Kutipan Teks:

Seandainya Black Metal Lahir di Indonesia (Bagian Dua)

Seandainya Black Metal Lahir di Indonesia (Bagian Dua)

Bagaimana dengan Black Metal?

Entah kamu suka atau tidak dengan subgenre ini, gaungnya kian terdengar ke seantero jagad. Banyak fans yang penasaran dan ingin berkunjung langsung ke negara asalnya, Norwegia. Berbekal harapan bahwa mereka bakal menjumpai dan mengalami sendiri segala atmosfir yang sudah mereka nikmati melalui rekaman fisik, digital, sampai live performance sejumlah band.

Sebuah film dokumenter berjudul “Blackhearts” memaparkannya dari ulasan di tautan ini (Black metal fans went to Norway to face evil. They were disappointed). Tiga fans black metal dari Iran, Yunani, dan Kolombia melakukan perjalanan ziarah black metal. Semuanya berfantasi tentang Norwegia dan mengimajinasikannya berdasarkan referensi musik masing-masing. Sampai-sampai, ada istilah “Blackpapers” yang merujuk kepada para turis asing yang berkunjung ke Norwegia dengan misi menjumpai pengalaman black metal di tanah kelahirannya itu.

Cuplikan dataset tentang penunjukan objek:
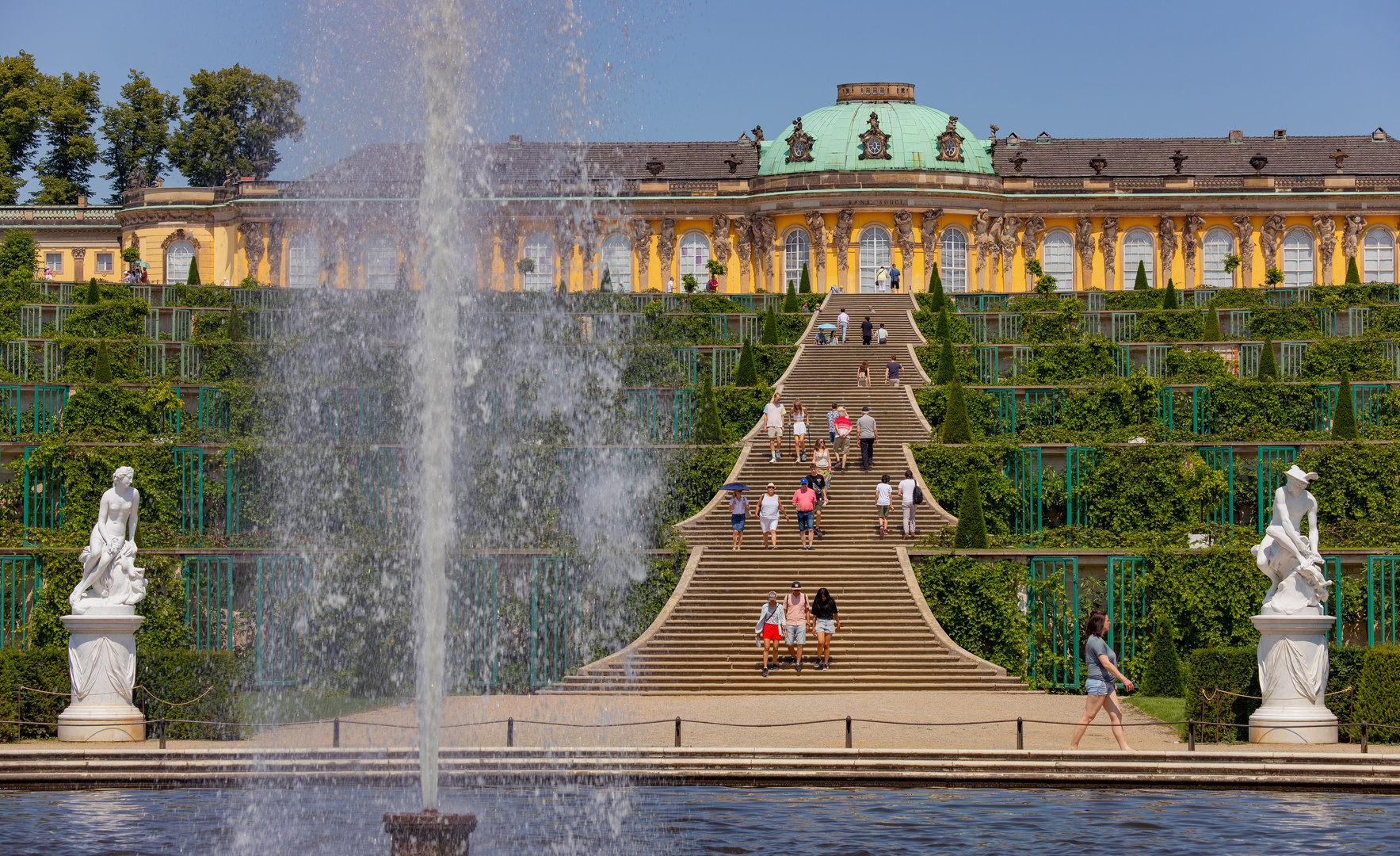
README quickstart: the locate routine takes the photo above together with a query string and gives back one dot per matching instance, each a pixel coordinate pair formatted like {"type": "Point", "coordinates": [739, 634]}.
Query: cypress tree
{"type": "Point", "coordinates": [708, 415]}
{"type": "Point", "coordinates": [945, 365]}
{"type": "Point", "coordinates": [1140, 282]}
{"type": "Point", "coordinates": [1352, 275]}
{"type": "Point", "coordinates": [1268, 367]}
{"type": "Point", "coordinates": [770, 325]}
{"type": "Point", "coordinates": [936, 288]}
{"type": "Point", "coordinates": [972, 525]}
{"type": "Point", "coordinates": [1213, 327]}
{"type": "Point", "coordinates": [104, 365]}
{"type": "Point", "coordinates": [1345, 418]}
{"type": "Point", "coordinates": [955, 416]}
{"type": "Point", "coordinates": [746, 374]}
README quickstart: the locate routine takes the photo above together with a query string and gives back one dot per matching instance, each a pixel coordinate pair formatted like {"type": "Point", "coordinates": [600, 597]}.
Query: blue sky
{"type": "Point", "coordinates": [708, 69]}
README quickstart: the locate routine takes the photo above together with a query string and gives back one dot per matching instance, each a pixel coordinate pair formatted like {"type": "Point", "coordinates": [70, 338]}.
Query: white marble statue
{"type": "Point", "coordinates": [1290, 560]}
{"type": "Point", "coordinates": [109, 558]}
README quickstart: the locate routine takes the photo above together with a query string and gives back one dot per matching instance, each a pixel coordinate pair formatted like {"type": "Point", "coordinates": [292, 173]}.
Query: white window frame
{"type": "Point", "coordinates": [178, 273]}
{"type": "Point", "coordinates": [540, 246]}
{"type": "Point", "coordinates": [1298, 251]}
{"type": "Point", "coordinates": [1213, 258]}
{"type": "Point", "coordinates": [797, 251]}
{"type": "Point", "coordinates": [1133, 253]}
{"type": "Point", "coordinates": [695, 253]}
{"type": "Point", "coordinates": [303, 261]}
{"type": "Point", "coordinates": [616, 259]}
{"type": "Point", "coordinates": [1378, 257]}
{"type": "Point", "coordinates": [874, 254]}
{"type": "Point", "coordinates": [1057, 258]}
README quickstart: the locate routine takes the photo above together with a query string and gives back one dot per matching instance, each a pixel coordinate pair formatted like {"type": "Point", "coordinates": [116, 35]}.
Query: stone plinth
{"type": "Point", "coordinates": [102, 670]}
{"type": "Point", "coordinates": [1292, 675]}
{"type": "Point", "coordinates": [429, 832]}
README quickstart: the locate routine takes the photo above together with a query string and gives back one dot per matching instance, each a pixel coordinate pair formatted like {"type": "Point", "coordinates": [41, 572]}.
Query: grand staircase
{"type": "Point", "coordinates": [889, 640]}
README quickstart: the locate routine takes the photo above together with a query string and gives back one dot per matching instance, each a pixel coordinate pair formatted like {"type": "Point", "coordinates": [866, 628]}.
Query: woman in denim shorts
{"type": "Point", "coordinates": [1102, 669]}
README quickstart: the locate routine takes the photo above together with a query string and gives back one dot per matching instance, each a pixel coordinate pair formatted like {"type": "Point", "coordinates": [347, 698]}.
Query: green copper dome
{"type": "Point", "coordinates": [841, 133]}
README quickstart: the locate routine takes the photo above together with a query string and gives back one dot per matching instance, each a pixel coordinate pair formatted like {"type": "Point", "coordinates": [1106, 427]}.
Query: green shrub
{"type": "Point", "coordinates": [1207, 673]}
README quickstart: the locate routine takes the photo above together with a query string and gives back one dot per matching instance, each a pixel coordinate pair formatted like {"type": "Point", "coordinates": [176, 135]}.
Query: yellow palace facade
{"type": "Point", "coordinates": [871, 181]}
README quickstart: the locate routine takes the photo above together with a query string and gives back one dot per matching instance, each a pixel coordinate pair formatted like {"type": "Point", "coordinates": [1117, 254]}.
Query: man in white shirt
{"type": "Point", "coordinates": [773, 414]}
{"type": "Point", "coordinates": [906, 498]}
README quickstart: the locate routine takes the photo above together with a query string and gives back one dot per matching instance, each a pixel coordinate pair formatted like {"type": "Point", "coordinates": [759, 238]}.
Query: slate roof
{"type": "Point", "coordinates": [1207, 156]}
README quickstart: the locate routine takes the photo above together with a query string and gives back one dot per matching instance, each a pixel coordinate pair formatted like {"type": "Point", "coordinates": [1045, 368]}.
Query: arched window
{"type": "Point", "coordinates": [1378, 257]}
{"type": "Point", "coordinates": [695, 253]}
{"type": "Point", "coordinates": [952, 261]}
{"type": "Point", "coordinates": [303, 261]}
{"type": "Point", "coordinates": [177, 261]}
{"type": "Point", "coordinates": [381, 262]}
{"type": "Point", "coordinates": [1057, 253]}
{"type": "Point", "coordinates": [795, 253]}
{"type": "Point", "coordinates": [1214, 248]}
{"type": "Point", "coordinates": [540, 250]}
{"type": "Point", "coordinates": [1298, 258]}
{"type": "Point", "coordinates": [874, 255]}
{"type": "Point", "coordinates": [1137, 246]}
{"type": "Point", "coordinates": [616, 262]}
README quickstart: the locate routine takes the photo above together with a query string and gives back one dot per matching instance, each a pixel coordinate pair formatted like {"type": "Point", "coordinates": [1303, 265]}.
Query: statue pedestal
{"type": "Point", "coordinates": [102, 671]}
{"type": "Point", "coordinates": [1292, 675]}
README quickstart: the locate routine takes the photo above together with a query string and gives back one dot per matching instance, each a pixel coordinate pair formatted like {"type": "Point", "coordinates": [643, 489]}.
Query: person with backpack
{"type": "Point", "coordinates": [769, 631]}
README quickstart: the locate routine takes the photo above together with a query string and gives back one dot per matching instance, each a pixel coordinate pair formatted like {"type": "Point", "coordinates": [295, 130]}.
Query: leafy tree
{"type": "Point", "coordinates": [708, 415]}
{"type": "Point", "coordinates": [790, 304]}
{"type": "Point", "coordinates": [1140, 281]}
{"type": "Point", "coordinates": [66, 170]}
{"type": "Point", "coordinates": [972, 525]}
{"type": "Point", "coordinates": [1268, 367]}
{"type": "Point", "coordinates": [233, 122]}
{"type": "Point", "coordinates": [1345, 418]}
{"type": "Point", "coordinates": [18, 254]}
{"type": "Point", "coordinates": [746, 374]}
{"type": "Point", "coordinates": [1213, 327]}
{"type": "Point", "coordinates": [138, 132]}
{"type": "Point", "coordinates": [945, 365]}
{"type": "Point", "coordinates": [955, 419]}
{"type": "Point", "coordinates": [1352, 275]}
{"type": "Point", "coordinates": [21, 115]}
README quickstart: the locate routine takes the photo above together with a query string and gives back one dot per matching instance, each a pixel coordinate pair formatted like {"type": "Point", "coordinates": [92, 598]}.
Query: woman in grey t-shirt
{"type": "Point", "coordinates": [1102, 669]}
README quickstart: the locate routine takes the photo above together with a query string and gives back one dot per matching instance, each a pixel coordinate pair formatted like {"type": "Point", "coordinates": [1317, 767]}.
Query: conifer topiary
{"type": "Point", "coordinates": [1268, 367]}
{"type": "Point", "coordinates": [1345, 416]}
{"type": "Point", "coordinates": [708, 415]}
{"type": "Point", "coordinates": [1164, 664]}
{"type": "Point", "coordinates": [1213, 327]}
{"type": "Point", "coordinates": [972, 525]}
{"type": "Point", "coordinates": [955, 416]}
{"type": "Point", "coordinates": [1140, 281]}
{"type": "Point", "coordinates": [746, 374]}
{"type": "Point", "coordinates": [945, 365]}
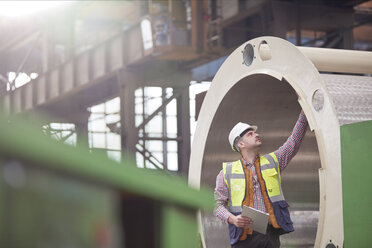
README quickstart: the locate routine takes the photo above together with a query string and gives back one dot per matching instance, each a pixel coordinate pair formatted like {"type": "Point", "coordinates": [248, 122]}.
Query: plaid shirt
{"type": "Point", "coordinates": [284, 154]}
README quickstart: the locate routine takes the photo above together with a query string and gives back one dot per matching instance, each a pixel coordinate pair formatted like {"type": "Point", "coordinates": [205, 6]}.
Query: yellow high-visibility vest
{"type": "Point", "coordinates": [235, 180]}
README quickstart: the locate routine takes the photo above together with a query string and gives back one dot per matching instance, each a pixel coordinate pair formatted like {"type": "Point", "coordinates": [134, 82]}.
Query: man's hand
{"type": "Point", "coordinates": [239, 220]}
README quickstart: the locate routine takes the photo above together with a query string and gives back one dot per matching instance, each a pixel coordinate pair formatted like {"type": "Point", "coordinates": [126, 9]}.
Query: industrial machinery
{"type": "Point", "coordinates": [266, 81]}
{"type": "Point", "coordinates": [56, 195]}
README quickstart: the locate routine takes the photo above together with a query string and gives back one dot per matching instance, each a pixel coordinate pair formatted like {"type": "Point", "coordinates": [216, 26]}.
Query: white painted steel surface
{"type": "Point", "coordinates": [265, 93]}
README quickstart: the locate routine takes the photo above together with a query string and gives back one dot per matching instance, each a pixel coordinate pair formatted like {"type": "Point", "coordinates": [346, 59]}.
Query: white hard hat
{"type": "Point", "coordinates": [237, 130]}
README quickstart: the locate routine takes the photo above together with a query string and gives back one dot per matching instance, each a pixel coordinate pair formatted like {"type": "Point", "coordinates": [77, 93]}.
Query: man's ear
{"type": "Point", "coordinates": [240, 144]}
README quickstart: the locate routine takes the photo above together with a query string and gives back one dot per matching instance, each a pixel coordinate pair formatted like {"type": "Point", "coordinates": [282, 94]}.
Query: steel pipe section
{"type": "Point", "coordinates": [266, 82]}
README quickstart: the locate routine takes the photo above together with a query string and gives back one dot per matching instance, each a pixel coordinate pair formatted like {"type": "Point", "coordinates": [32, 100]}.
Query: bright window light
{"type": "Point", "coordinates": [24, 8]}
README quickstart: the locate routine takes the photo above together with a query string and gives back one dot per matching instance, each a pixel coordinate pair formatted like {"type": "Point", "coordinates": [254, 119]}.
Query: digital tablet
{"type": "Point", "coordinates": [260, 219]}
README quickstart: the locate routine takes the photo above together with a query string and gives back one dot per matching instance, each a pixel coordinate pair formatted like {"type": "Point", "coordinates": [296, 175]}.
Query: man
{"type": "Point", "coordinates": [254, 181]}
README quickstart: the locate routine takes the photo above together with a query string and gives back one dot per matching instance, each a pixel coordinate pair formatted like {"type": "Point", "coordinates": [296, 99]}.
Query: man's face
{"type": "Point", "coordinates": [250, 140]}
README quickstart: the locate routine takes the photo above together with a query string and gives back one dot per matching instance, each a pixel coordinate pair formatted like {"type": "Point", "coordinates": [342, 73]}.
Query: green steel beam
{"type": "Point", "coordinates": [24, 141]}
{"type": "Point", "coordinates": [356, 156]}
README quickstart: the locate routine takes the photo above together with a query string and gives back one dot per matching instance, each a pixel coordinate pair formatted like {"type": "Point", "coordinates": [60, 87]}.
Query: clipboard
{"type": "Point", "coordinates": [260, 219]}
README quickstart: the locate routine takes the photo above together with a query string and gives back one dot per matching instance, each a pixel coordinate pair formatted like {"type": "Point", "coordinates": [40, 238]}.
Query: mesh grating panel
{"type": "Point", "coordinates": [351, 95]}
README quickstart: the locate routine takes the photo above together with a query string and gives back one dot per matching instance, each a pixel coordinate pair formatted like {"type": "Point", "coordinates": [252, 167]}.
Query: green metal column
{"type": "Point", "coordinates": [179, 228]}
{"type": "Point", "coordinates": [356, 156]}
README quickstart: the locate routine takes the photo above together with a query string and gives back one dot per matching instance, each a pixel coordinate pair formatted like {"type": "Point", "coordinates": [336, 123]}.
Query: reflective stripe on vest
{"type": "Point", "coordinates": [270, 172]}
{"type": "Point", "coordinates": [235, 180]}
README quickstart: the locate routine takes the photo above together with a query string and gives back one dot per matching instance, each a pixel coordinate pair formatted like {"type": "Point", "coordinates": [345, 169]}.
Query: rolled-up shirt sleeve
{"type": "Point", "coordinates": [289, 149]}
{"type": "Point", "coordinates": [221, 195]}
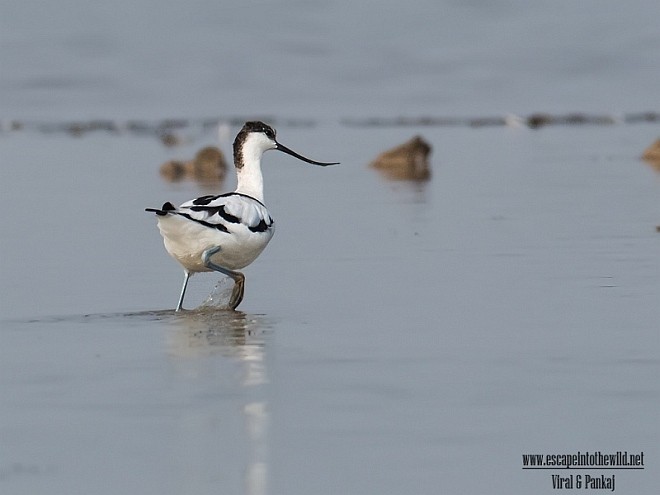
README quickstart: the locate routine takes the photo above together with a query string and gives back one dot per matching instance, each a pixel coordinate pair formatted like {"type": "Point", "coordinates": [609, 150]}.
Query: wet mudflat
{"type": "Point", "coordinates": [394, 335]}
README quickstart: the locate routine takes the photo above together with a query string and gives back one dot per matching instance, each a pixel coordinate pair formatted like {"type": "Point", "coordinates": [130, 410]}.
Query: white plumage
{"type": "Point", "coordinates": [226, 232]}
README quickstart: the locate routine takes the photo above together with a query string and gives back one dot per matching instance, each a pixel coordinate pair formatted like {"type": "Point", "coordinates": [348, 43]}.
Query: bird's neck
{"type": "Point", "coordinates": [250, 180]}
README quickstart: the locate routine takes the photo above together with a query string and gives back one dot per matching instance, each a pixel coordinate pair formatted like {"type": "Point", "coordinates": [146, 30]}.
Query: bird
{"type": "Point", "coordinates": [226, 232]}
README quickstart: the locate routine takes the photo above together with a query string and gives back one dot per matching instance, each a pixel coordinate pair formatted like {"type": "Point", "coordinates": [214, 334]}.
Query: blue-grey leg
{"type": "Point", "coordinates": [186, 276]}
{"type": "Point", "coordinates": [238, 277]}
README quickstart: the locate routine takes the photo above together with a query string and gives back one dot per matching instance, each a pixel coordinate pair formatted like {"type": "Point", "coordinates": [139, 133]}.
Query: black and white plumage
{"type": "Point", "coordinates": [226, 232]}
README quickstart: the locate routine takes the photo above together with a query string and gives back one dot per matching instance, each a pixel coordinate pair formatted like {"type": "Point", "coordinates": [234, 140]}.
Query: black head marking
{"type": "Point", "coordinates": [249, 127]}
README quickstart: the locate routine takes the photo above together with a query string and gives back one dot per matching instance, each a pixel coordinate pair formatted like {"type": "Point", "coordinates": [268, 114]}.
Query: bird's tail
{"type": "Point", "coordinates": [164, 210]}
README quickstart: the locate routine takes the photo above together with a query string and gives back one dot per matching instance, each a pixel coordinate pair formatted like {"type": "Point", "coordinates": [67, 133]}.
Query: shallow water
{"type": "Point", "coordinates": [395, 337]}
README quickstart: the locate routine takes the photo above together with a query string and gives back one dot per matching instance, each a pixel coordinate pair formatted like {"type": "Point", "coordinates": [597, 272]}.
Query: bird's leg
{"type": "Point", "coordinates": [186, 276]}
{"type": "Point", "coordinates": [237, 277]}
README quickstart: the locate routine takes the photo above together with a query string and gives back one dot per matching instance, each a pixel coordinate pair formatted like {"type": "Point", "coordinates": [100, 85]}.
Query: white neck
{"type": "Point", "coordinates": [250, 181]}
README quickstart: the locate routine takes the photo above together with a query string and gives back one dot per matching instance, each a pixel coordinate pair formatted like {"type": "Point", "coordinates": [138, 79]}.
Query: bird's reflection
{"type": "Point", "coordinates": [206, 333]}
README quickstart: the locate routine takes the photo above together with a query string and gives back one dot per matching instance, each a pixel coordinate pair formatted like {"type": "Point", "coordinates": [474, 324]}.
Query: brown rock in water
{"type": "Point", "coordinates": [408, 161]}
{"type": "Point", "coordinates": [208, 166]}
{"type": "Point", "coordinates": [173, 170]}
{"type": "Point", "coordinates": [653, 151]}
{"type": "Point", "coordinates": [652, 155]}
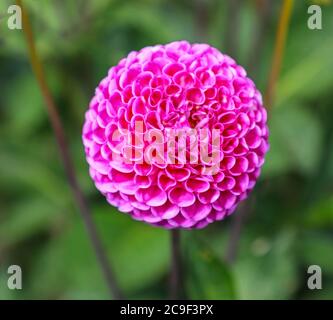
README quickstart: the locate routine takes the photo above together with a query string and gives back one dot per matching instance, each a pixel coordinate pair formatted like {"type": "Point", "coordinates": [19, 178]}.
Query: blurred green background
{"type": "Point", "coordinates": [290, 220]}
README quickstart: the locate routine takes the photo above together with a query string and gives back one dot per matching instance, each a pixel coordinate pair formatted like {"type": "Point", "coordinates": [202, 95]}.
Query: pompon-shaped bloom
{"type": "Point", "coordinates": [137, 107]}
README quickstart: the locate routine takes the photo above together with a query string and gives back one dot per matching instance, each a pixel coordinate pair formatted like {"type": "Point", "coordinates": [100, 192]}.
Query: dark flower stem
{"type": "Point", "coordinates": [79, 197]}
{"type": "Point", "coordinates": [280, 41]}
{"type": "Point", "coordinates": [232, 27]}
{"type": "Point", "coordinates": [176, 266]}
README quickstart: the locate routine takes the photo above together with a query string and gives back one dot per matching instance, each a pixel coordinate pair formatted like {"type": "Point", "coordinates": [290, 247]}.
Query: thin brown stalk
{"type": "Point", "coordinates": [176, 266]}
{"type": "Point", "coordinates": [79, 197]}
{"type": "Point", "coordinates": [263, 13]}
{"type": "Point", "coordinates": [280, 43]}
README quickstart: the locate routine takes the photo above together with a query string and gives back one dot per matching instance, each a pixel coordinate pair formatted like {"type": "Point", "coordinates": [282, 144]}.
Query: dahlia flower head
{"type": "Point", "coordinates": [176, 135]}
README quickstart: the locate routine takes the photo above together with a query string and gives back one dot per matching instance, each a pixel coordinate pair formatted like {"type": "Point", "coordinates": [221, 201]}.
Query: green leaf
{"type": "Point", "coordinates": [26, 219]}
{"type": "Point", "coordinates": [316, 249]}
{"type": "Point", "coordinates": [295, 138]}
{"type": "Point", "coordinates": [208, 277]}
{"type": "Point", "coordinates": [321, 214]}
{"type": "Point", "coordinates": [265, 268]}
{"type": "Point", "coordinates": [67, 268]}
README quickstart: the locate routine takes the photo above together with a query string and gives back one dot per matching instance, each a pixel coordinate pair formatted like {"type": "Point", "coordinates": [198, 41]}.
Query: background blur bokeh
{"type": "Point", "coordinates": [289, 222]}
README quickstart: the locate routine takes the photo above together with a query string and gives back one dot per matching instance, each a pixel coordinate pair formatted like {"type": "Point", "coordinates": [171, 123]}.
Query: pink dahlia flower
{"type": "Point", "coordinates": [176, 135]}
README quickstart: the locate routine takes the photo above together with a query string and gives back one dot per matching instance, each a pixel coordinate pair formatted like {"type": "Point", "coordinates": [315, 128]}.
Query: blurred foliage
{"type": "Point", "coordinates": [290, 226]}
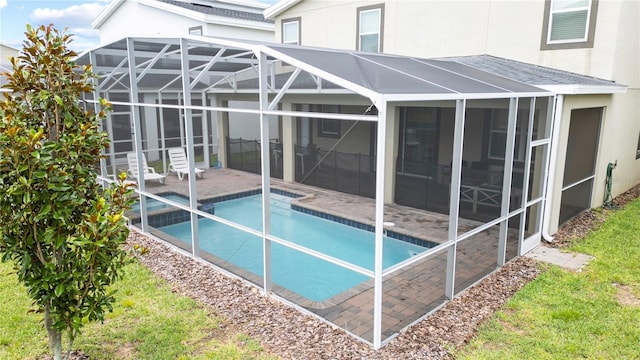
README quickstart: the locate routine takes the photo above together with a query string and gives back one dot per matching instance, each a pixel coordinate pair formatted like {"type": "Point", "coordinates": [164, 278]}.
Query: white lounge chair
{"type": "Point", "coordinates": [149, 173]}
{"type": "Point", "coordinates": [178, 163]}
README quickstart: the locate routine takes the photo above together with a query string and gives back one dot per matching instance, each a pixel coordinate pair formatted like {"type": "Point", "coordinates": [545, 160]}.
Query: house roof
{"type": "Point", "coordinates": [559, 81]}
{"type": "Point", "coordinates": [219, 65]}
{"type": "Point", "coordinates": [279, 7]}
{"type": "Point", "coordinates": [199, 9]}
{"type": "Point", "coordinates": [212, 9]}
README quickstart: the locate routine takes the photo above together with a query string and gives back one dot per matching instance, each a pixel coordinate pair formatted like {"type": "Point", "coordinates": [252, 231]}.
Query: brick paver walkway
{"type": "Point", "coordinates": [408, 294]}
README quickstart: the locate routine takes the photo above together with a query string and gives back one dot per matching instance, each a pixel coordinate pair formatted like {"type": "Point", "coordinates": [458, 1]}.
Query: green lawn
{"type": "Point", "coordinates": [592, 314]}
{"type": "Point", "coordinates": [148, 322]}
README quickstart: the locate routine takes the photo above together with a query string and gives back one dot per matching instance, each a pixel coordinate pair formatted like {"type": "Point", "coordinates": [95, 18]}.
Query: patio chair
{"type": "Point", "coordinates": [149, 173]}
{"type": "Point", "coordinates": [179, 165]}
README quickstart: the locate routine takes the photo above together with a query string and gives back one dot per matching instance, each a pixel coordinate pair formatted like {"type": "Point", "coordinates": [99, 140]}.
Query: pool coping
{"type": "Point", "coordinates": [296, 198]}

Petunjuk Latihan:
a – Jawab pertanyaan berikut berdasarkan artikel tentang black metal:
(i) Negara mana yang disebut sebagai negara asal black metal?
(ii) Apa judul film dokumenter yang disebut dalam artikel?
(iii) Dari negara mana saja tiga fans black metal dalam film itu berasal?
b – Tolong salin kata demi kata bagian artikel tentang black metal yang dibuka dengan kata-kata "Sebuah film dokumenter" dan ditutup dengan "tanah kelahirannya itu.".

Sebagai Jawaban:
a –
(i) Norwegia.
(ii) "Blackhearts".
(iii) Iran, Yunani, dan Kolombia.

b –
Sebuah film dokumenter berjudul “Blackhearts” memaparkannya dari ulasan di tautan ini (Black metal fans went to Norway to face evil. They were disappointed). Tiga fans black metal dari Iran, Yunani, dan Kolombia melakukan perjalanan ziarah black metal. Semuanya berfantasi tentang Norwegia dan mengimajinasikannya berdasarkan referensi musik masing-masing. Sampai-sampai, ada istilah “Blackpapers” yang merujuk kepada para turis asing yang berkunjung ke Norwegia dengan misi menjumpai pengalaman black metal di tanah kelahirannya itu.